## START ENTRIES PROVIDED

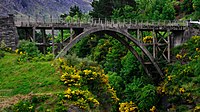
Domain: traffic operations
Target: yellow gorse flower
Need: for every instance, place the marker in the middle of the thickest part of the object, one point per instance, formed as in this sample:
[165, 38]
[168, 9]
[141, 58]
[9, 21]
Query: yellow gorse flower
[181, 90]
[17, 50]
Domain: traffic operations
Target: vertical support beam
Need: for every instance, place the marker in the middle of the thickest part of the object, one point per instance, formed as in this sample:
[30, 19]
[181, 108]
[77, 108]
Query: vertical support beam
[62, 37]
[44, 40]
[154, 44]
[169, 46]
[71, 34]
[138, 34]
[53, 49]
[34, 33]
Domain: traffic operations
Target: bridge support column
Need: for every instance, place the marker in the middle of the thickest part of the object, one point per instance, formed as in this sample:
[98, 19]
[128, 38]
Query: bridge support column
[154, 44]
[169, 46]
[71, 34]
[34, 34]
[61, 31]
[44, 40]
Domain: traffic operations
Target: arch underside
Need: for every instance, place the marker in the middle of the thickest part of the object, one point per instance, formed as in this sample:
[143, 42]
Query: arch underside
[125, 42]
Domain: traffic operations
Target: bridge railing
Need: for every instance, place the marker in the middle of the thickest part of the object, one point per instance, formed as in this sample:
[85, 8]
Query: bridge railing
[29, 21]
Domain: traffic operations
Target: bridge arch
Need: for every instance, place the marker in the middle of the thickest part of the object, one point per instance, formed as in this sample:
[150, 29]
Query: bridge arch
[125, 43]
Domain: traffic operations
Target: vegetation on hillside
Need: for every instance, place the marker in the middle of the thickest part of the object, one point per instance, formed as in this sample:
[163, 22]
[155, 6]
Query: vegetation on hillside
[101, 74]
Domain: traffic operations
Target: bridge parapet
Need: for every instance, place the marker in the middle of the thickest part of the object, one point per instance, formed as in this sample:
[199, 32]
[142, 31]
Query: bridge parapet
[27, 21]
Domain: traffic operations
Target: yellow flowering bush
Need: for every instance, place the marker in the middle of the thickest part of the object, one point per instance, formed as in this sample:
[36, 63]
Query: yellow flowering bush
[87, 85]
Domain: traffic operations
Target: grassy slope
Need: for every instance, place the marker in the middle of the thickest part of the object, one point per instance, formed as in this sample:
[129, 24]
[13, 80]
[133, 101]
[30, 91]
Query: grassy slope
[34, 77]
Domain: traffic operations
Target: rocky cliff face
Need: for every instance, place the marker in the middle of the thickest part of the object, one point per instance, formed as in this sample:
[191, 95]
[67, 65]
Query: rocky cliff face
[41, 7]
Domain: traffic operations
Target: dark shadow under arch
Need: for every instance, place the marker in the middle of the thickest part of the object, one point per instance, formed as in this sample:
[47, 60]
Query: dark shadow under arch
[114, 30]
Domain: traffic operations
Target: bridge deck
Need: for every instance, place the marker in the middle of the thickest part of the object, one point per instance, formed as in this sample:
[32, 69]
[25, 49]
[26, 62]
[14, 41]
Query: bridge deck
[25, 22]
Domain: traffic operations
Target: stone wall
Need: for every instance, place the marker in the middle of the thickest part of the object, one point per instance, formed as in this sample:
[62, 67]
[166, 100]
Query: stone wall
[8, 32]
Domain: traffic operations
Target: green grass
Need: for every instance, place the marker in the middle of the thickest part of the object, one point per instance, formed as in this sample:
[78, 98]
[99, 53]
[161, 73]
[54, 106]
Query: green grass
[29, 77]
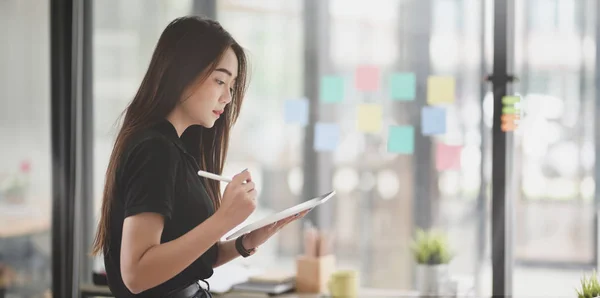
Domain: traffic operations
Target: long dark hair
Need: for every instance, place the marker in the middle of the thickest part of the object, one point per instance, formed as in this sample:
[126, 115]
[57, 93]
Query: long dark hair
[187, 50]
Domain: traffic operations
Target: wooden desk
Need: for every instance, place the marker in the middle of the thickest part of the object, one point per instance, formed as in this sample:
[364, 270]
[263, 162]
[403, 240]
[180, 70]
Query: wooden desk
[88, 291]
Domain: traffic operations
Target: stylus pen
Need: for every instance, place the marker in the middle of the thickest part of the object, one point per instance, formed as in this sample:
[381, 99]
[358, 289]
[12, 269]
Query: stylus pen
[213, 176]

## END ENTRIES PROVIDED

Reproduce the data verbatim. Do not carry any picture into the copy.

Domain: traffic operations
Target: yellow gorse flower
Need: for every instance, place the marker in the middle of the thickest part of the object, one point per instance, formed as in this sample:
[165, 38]
[168, 9]
[141, 58]
[9, 21]
Query: yellow gorse flower
[181, 90]
[17, 50]
Domain: traffic operations
Target: vertical support beam
Need: for every instance, place the marker in the middle of the thickest part of the object, one point per instance, formed as in this sample:
[30, 19]
[181, 108]
[77, 108]
Query: vertical support beam
[62, 37]
[44, 40]
[154, 44]
[169, 46]
[71, 34]
[138, 34]
[53, 49]
[34, 33]
Domain: traffic operations
Target: bridge support column
Need: for every instance, place the marker in the middle of the thickest part of the object, one point per instance, formed as in this sample:
[98, 19]
[128, 38]
Query: bridge support column
[154, 44]
[169, 46]
[71, 34]
[34, 34]
[61, 31]
[44, 40]
Domain: traffic operations
Target: arch underside
Need: for every instance, place the marker in the middle of the thickest part of the object, one point per instance, formed as in this sample:
[143, 42]
Query: arch underside
[125, 42]
Domain: traffic operations
Target: bridge railing
Need: for every instance, place the marker in the middle of the thickest part of the object, one point per instance, formed as in this sample:
[85, 8]
Query: bridge railing
[29, 21]
Domain: traffic operations
Target: bridge arch
Need: for every instance, place the marker in the middle of the thickest part of the object, one point per instance, formed as in this sample:
[150, 29]
Query: bridge arch
[125, 43]
Domain: traffic operations
Target: vegetation on hillside
Need: for every instance, place the marker in the middle of the thickest part of the object, one point per instance, formed as in this sample:
[163, 22]
[155, 6]
Query: vegetation on hillside
[101, 74]
Domain: traffic operations
Target: bridge parapet
Need: for every instance, place the marker in the middle of the thickest part of the object, one point per instance, formed as in this sample:
[199, 32]
[142, 31]
Query: bridge parapet
[27, 21]
Domain: traffic operations
Target: yellow flowering bush
Need: for every instance, place the marker in the middle of the thickest part of the object, one point per instance, formed as in this sample:
[36, 63]
Query: yellow flowering bush
[87, 85]
Domain: traffic operations
Target: grassy slope
Need: for every instance, place the marker in the middle of the thickest part of the object, one point per instance, formed as in this sample:
[129, 24]
[13, 80]
[133, 101]
[30, 91]
Query: grassy slope
[34, 77]
Domain: traffic operations
Target: rocky cliff face
Need: for every instance, place the marker in the middle of the thickest part of the object, one point per instance, formed as in this sample:
[191, 95]
[67, 65]
Query: rocky cliff face
[41, 7]
Domain: traffic operations
Target: dark shadow under arch
Need: for every instance, place the marker in the middle of the thickest part of the object, one point per instance, formed as in this sample:
[47, 60]
Query: dark shadow under arch
[114, 30]
Domain: traffic operations
Target: bridge deck
Need: for every instance, place the marker in the middle of the thickest part of the object, one point per instance, formed as in this sample:
[32, 69]
[25, 49]
[26, 62]
[14, 41]
Query: bridge deck
[25, 22]
Domain: traffic operations
Target: stone wall
Need: for every instance, place the marker in the middle of the thickest part of the object, one point per instance, formed as in this sample:
[62, 67]
[166, 100]
Query: stone wall
[8, 32]
Domain: traffic operations
Target: green grass
Need: for every instance, place the marker in the middle of the thickest part of the object, one point per instance, formed as in this sample:
[78, 98]
[99, 53]
[161, 73]
[54, 106]
Query: green grass
[29, 77]
Domain: traffic operations
Target: long dark hair
Need: for every instance, place the marker in the middle of the thickest part of the object, one point per instance, formed as in this sample:
[126, 115]
[57, 93]
Query: long dark hair
[187, 50]
Domain: traffic operations
Target: wooden desk
Need: for every instance, place the marker in the middle of the thickest part of the object, one point per instance, formed as in this sample:
[364, 270]
[263, 162]
[403, 240]
[180, 70]
Query: wooden desk
[88, 291]
Domain: traffic operations
Target: stylus pen
Need: for every instance, place the marker in the middle of the thickest part of the object, one point per instance, formed as in this sample:
[381, 99]
[358, 289]
[12, 269]
Query: stylus pen
[213, 176]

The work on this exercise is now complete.